Reproduce the line with "Query: white ceiling" and everything after it in the listing below, exactly, both ends included. No pictures.

--- START ---

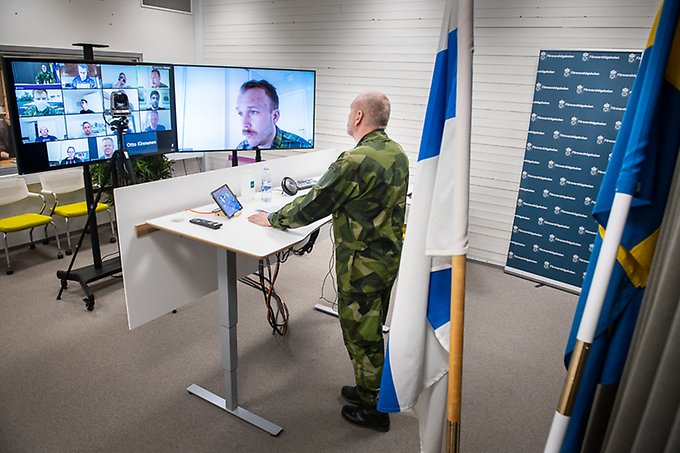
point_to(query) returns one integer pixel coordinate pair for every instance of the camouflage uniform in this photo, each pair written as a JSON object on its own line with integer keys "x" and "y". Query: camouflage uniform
{"x": 365, "y": 191}
{"x": 32, "y": 110}
{"x": 44, "y": 78}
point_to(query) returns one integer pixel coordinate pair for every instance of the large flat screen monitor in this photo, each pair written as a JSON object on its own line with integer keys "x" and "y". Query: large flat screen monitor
{"x": 230, "y": 108}
{"x": 61, "y": 110}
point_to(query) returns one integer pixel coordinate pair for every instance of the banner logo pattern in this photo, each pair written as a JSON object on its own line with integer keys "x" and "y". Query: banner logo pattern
{"x": 579, "y": 101}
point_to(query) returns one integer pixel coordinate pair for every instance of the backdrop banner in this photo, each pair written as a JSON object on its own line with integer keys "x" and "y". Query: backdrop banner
{"x": 579, "y": 101}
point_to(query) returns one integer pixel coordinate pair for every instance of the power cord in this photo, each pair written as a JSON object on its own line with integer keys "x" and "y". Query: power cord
{"x": 330, "y": 274}
{"x": 276, "y": 309}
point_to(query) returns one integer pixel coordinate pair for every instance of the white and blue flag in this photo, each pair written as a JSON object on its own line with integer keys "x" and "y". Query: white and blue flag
{"x": 416, "y": 362}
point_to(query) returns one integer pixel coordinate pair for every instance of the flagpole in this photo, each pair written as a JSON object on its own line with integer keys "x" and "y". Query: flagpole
{"x": 591, "y": 316}
{"x": 455, "y": 353}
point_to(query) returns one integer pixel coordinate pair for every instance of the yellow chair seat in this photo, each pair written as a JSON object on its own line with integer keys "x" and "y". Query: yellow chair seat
{"x": 23, "y": 222}
{"x": 77, "y": 209}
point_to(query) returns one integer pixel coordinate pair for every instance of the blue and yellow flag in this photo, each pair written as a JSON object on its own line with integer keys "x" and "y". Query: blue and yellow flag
{"x": 641, "y": 165}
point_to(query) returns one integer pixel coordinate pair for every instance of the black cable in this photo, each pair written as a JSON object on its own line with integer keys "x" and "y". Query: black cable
{"x": 331, "y": 262}
{"x": 277, "y": 312}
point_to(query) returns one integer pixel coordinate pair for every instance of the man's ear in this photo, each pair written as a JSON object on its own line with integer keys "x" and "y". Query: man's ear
{"x": 358, "y": 117}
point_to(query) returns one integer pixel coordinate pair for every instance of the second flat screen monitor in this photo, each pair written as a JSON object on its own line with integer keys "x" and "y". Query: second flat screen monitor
{"x": 217, "y": 112}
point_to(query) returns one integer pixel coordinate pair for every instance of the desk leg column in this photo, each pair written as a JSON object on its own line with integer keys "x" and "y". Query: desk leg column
{"x": 226, "y": 267}
{"x": 228, "y": 313}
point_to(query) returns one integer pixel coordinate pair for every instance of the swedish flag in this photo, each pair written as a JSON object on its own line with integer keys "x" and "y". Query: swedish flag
{"x": 641, "y": 165}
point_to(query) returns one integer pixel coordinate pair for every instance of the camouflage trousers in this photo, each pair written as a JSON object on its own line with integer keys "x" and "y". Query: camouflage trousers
{"x": 361, "y": 320}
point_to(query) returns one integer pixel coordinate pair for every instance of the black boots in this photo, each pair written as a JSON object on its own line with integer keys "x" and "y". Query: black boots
{"x": 366, "y": 418}
{"x": 357, "y": 414}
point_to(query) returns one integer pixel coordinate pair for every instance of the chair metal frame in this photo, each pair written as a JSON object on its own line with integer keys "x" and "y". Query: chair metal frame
{"x": 14, "y": 190}
{"x": 63, "y": 183}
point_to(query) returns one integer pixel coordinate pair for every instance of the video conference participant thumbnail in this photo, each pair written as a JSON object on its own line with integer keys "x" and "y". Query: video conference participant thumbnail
{"x": 85, "y": 126}
{"x": 155, "y": 120}
{"x": 258, "y": 109}
{"x": 153, "y": 76}
{"x": 42, "y": 129}
{"x": 40, "y": 102}
{"x": 155, "y": 99}
{"x": 36, "y": 74}
{"x": 83, "y": 101}
{"x": 68, "y": 152}
{"x": 81, "y": 75}
{"x": 105, "y": 147}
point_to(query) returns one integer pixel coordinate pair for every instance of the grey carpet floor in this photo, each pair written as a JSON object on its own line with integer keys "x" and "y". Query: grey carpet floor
{"x": 79, "y": 381}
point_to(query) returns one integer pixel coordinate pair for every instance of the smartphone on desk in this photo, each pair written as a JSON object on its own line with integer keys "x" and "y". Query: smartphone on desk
{"x": 226, "y": 200}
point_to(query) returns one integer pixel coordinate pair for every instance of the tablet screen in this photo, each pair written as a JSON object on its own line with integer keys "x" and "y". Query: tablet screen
{"x": 226, "y": 200}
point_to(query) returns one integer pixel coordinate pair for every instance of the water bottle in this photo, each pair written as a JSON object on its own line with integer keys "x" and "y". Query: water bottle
{"x": 247, "y": 186}
{"x": 266, "y": 195}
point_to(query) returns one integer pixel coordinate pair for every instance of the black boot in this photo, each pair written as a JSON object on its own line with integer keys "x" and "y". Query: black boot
{"x": 366, "y": 418}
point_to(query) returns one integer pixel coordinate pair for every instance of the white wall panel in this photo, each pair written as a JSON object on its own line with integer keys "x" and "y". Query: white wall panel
{"x": 356, "y": 45}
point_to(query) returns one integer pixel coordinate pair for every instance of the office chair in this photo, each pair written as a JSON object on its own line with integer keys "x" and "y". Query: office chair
{"x": 68, "y": 184}
{"x": 13, "y": 190}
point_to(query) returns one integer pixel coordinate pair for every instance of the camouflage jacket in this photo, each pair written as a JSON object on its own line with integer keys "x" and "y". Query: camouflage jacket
{"x": 365, "y": 191}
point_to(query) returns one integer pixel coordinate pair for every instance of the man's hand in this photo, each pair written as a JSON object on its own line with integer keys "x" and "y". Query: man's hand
{"x": 260, "y": 219}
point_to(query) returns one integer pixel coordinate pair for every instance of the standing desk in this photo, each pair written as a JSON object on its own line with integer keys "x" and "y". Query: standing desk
{"x": 236, "y": 236}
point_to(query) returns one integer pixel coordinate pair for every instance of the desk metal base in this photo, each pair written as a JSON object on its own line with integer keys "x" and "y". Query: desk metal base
{"x": 228, "y": 314}
{"x": 239, "y": 412}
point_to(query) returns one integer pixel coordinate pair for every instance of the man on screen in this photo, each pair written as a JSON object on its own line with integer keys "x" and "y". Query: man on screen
{"x": 44, "y": 76}
{"x": 40, "y": 106}
{"x": 107, "y": 147}
{"x": 155, "y": 77}
{"x": 258, "y": 107}
{"x": 45, "y": 136}
{"x": 71, "y": 157}
{"x": 121, "y": 82}
{"x": 82, "y": 80}
{"x": 87, "y": 130}
{"x": 6, "y": 142}
{"x": 83, "y": 107}
{"x": 153, "y": 123}
{"x": 154, "y": 99}
{"x": 365, "y": 192}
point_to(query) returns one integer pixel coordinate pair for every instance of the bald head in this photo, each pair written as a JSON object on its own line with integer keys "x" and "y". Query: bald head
{"x": 376, "y": 108}
{"x": 369, "y": 111}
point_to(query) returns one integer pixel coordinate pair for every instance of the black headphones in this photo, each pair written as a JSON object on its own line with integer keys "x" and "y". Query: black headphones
{"x": 289, "y": 186}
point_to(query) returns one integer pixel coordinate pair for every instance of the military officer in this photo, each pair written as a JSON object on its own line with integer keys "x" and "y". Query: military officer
{"x": 365, "y": 192}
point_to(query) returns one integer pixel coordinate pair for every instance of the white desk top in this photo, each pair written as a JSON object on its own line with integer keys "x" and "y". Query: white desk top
{"x": 237, "y": 234}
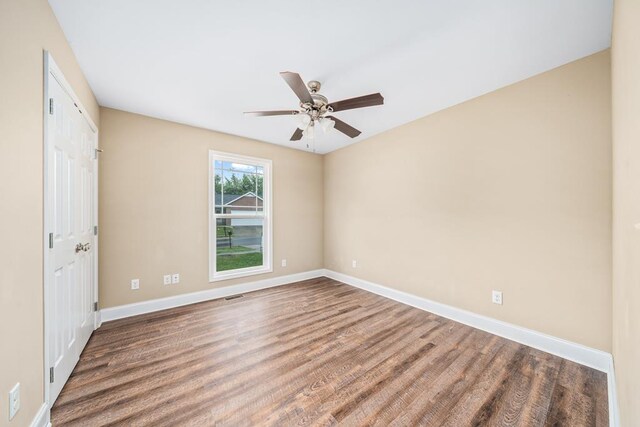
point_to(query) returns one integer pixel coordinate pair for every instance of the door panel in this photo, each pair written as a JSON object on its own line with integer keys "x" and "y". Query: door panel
{"x": 70, "y": 199}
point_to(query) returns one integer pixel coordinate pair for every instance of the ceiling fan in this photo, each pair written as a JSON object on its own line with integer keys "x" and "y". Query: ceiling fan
{"x": 314, "y": 108}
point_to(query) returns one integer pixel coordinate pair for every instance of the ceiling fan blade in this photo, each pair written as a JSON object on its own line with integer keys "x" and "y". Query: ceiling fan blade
{"x": 297, "y": 85}
{"x": 348, "y": 130}
{"x": 272, "y": 113}
{"x": 359, "y": 102}
{"x": 297, "y": 135}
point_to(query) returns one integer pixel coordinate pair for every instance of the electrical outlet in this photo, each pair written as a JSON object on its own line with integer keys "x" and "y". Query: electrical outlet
{"x": 496, "y": 297}
{"x": 14, "y": 401}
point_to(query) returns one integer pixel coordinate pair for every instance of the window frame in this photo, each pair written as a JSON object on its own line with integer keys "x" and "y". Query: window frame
{"x": 267, "y": 230}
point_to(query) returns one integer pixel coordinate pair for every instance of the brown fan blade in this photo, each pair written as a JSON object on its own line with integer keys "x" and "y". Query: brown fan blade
{"x": 297, "y": 135}
{"x": 359, "y": 102}
{"x": 297, "y": 85}
{"x": 348, "y": 130}
{"x": 272, "y": 113}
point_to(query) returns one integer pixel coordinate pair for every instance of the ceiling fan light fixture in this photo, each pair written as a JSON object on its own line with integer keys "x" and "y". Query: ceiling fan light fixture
{"x": 327, "y": 124}
{"x": 304, "y": 120}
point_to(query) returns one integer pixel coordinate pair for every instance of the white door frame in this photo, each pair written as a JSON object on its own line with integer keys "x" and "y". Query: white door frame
{"x": 50, "y": 68}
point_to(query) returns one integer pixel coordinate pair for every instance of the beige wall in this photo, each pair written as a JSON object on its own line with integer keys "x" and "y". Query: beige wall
{"x": 154, "y": 203}
{"x": 26, "y": 28}
{"x": 509, "y": 191}
{"x": 626, "y": 207}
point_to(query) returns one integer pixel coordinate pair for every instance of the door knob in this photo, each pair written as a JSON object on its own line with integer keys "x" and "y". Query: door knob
{"x": 83, "y": 248}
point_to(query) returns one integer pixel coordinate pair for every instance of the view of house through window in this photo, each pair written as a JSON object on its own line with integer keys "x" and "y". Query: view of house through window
{"x": 240, "y": 242}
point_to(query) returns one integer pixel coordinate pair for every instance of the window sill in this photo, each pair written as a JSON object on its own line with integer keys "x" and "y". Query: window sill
{"x": 236, "y": 274}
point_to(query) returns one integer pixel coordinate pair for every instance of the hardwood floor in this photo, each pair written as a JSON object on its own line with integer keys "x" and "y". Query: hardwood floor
{"x": 319, "y": 352}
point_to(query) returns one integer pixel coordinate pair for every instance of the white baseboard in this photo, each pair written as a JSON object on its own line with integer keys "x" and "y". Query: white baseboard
{"x": 578, "y": 353}
{"x": 143, "y": 307}
{"x": 42, "y": 417}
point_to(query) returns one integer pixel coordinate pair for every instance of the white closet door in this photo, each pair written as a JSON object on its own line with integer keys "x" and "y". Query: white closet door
{"x": 71, "y": 192}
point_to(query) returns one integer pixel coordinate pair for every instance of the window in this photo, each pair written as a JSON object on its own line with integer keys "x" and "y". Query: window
{"x": 239, "y": 216}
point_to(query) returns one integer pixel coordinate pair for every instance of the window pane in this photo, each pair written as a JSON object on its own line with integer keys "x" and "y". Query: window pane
{"x": 239, "y": 243}
{"x": 239, "y": 188}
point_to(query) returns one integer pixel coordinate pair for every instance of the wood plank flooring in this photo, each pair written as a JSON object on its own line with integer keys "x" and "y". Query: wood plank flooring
{"x": 319, "y": 352}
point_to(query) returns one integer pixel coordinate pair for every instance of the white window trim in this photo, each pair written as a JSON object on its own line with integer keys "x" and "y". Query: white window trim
{"x": 267, "y": 259}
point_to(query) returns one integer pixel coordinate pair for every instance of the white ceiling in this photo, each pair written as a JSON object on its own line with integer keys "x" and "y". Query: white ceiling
{"x": 204, "y": 62}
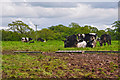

--- END ---

Reply to the exercise ->
point_to(query) returns one integer pixel coordinate pair for every instance of the white ceiling in this photo, each pair written as a JSON object on its own line with integer keys "x" and "y". Query: white ceiling
{"x": 204, "y": 62}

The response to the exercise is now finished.